> [SOURCE PASSAGE]:
NFL Player Peddles Claim That Planned Parenthood Was Founded To ‘Exterminate Blacks’

Benjamin Watson signing his contract with the Ravens (image from Watson's Facebook)
Benjamin Watson signing his contract with the Ravens (image from Watson’s Facebook)

A star NFL tight end turned heads this weekend when he claimed that Planned Parenthood was pulling a snow job on the nation. He claimed that Planned Parenthood claims to push greater access to abortion when it really wants to exterminate blacks and other minorities.

Benjamin Watson recently signed with the Baltimore Ravens after three years with the New Orleans Saints. He recently sat down for a three-part interview with the owners of Turning Point Pregnancy Resource Center, a crisis pregnancy center in San Diego. He recently wrote “Under Our Skin,” a book that gives his take on the racial divide in this country. When asked about the role race plays in abortion in part two, Watson dropped a bombshell. He claimed that Margaret Sanger, the founder of the organization that ultimately became Planned Parenthood, intended all along to use abortion to systematically wipe out the black race.

“I wouldn’t say I have any unique insight. I do know that blacks kind of represent a large portion of the abortions, and I do know that honestly the whole idea with Planned Parenthood and Sanger in the past was to exterminate blacks, and it’s kind of ironic that it’s working. We (as minorities) support candidates, and overwhelmingly support the idea of having Planned Parenthood and the like, and yet, that is why she created it. We are buying it hook, line, and sinker, like it’s a great thing.”

> [JOB A]: According to the article about Benjamin Watson, which team did he recently sign with?
> [JOB B]: Return everything in the Benjamin Watson article from "NFL Player Peddles" down to "from Watson’s Facebook)", copied word for word.
> [JOB C]: Summarize the Benjamin Watson article in two sentences.

> [GIVEN INFORMATION]:
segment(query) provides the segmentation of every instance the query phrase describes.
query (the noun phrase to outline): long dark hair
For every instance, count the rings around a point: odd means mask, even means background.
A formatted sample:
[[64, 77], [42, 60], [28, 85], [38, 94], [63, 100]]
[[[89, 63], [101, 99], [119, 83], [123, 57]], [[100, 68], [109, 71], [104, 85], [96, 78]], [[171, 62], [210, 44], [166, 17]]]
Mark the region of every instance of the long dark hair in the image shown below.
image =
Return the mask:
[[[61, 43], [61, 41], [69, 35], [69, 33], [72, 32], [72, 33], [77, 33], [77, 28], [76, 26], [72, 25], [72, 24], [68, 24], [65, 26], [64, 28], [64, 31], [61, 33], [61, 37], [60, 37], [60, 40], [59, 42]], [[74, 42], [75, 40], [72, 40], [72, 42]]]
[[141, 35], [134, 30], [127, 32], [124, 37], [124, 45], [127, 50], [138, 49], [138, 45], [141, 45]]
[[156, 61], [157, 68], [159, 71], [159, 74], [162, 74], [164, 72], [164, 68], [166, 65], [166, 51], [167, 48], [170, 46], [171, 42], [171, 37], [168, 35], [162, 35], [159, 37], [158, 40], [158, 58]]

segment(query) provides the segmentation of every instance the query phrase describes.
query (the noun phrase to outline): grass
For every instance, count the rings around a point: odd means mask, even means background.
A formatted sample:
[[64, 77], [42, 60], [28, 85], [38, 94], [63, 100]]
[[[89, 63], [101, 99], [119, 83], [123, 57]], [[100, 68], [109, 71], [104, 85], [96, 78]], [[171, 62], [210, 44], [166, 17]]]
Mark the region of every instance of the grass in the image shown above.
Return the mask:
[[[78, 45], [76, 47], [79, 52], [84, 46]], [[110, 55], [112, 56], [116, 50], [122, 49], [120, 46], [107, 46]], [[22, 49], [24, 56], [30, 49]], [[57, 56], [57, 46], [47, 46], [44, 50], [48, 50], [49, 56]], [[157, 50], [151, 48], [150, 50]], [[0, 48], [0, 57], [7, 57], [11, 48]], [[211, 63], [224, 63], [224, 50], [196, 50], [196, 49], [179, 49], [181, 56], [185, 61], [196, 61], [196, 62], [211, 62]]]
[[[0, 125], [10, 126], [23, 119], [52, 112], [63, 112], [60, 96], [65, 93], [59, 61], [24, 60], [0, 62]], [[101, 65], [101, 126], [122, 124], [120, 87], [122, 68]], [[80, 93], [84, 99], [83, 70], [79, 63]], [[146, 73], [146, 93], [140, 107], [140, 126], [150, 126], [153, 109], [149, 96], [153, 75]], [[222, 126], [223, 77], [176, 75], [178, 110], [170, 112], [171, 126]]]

> [EXPECTED OUTPUT A]: The Baltimore Ravens.

> [EXPECTED OUTPUT B]:
NFL Player Peddles Claim That Planned Parenthood Was Founded To ‘Exterminate Blacks’

Benjamin Watson signing his contract with the Ravens (image from Watson's Facebook)
Benjamin Watson signing his contract with the Ravens (image from Watson’s Facebook)

> [EXPECTED OUTPUT C]: Benjamin Watson, an NFL tight end who recently signed with the Baltimore Ravens after three years with the New Orleans Saints, gave a three-part interview to the owners of a crisis pregnancy center in San Diego. In it he claimed that Margaret Sanger, whose organization ultimately became Planned Parenthood, intended to use abortion to exterminate blacks, and he said that minorities who support Planned Parenthood are "buying it hook, line, and sinker."